- _Work instructions_: Extract all lines in the data that contain the word "brown".
<<<<
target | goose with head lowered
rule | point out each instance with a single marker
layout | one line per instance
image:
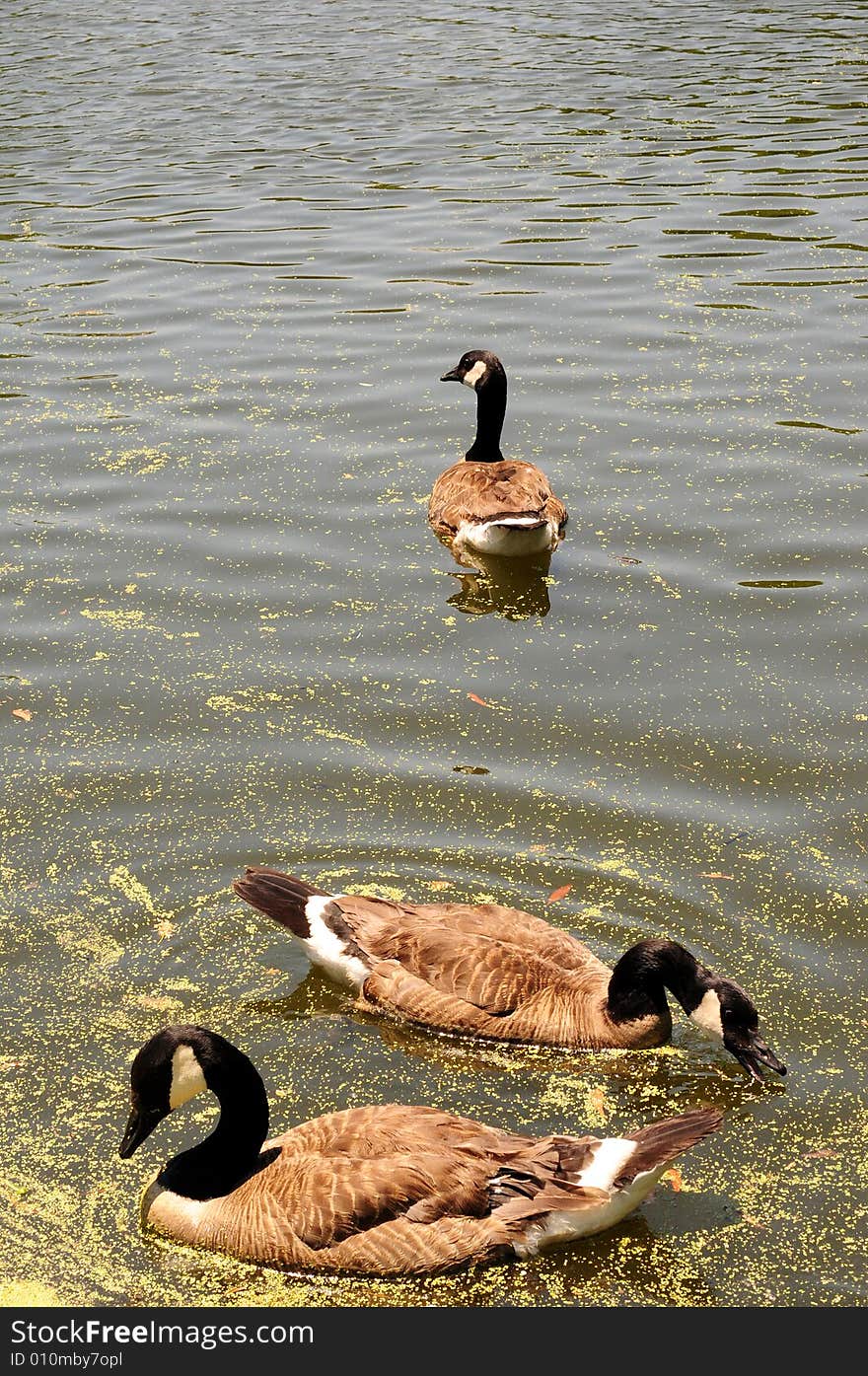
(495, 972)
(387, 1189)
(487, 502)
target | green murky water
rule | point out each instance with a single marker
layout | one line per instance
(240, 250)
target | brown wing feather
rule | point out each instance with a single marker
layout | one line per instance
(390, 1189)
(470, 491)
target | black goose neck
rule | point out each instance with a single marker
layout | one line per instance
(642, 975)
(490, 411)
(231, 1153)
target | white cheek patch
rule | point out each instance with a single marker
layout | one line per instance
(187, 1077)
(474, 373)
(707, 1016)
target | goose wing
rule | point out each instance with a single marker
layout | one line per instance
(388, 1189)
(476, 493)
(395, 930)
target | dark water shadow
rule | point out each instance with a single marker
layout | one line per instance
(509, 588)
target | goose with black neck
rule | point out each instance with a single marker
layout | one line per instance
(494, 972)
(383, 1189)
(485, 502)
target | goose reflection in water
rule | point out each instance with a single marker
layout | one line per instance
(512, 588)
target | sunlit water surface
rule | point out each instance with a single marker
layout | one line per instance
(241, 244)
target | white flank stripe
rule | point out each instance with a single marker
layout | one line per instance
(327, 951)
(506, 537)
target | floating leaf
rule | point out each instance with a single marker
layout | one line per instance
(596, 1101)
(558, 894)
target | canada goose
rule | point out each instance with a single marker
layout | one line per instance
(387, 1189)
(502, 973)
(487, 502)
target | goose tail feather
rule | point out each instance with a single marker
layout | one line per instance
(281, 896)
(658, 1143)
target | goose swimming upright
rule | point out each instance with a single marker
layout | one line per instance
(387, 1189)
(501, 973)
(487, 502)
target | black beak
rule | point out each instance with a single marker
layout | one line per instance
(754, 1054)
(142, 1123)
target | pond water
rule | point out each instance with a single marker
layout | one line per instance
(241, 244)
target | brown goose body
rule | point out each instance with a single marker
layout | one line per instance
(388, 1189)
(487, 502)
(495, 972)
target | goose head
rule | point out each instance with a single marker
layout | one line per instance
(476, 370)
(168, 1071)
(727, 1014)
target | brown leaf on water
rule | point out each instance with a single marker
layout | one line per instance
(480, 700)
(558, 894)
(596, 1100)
>>>>
- _Result_:
target | brown wing feather
target | brown goose body
target | brown leaf on water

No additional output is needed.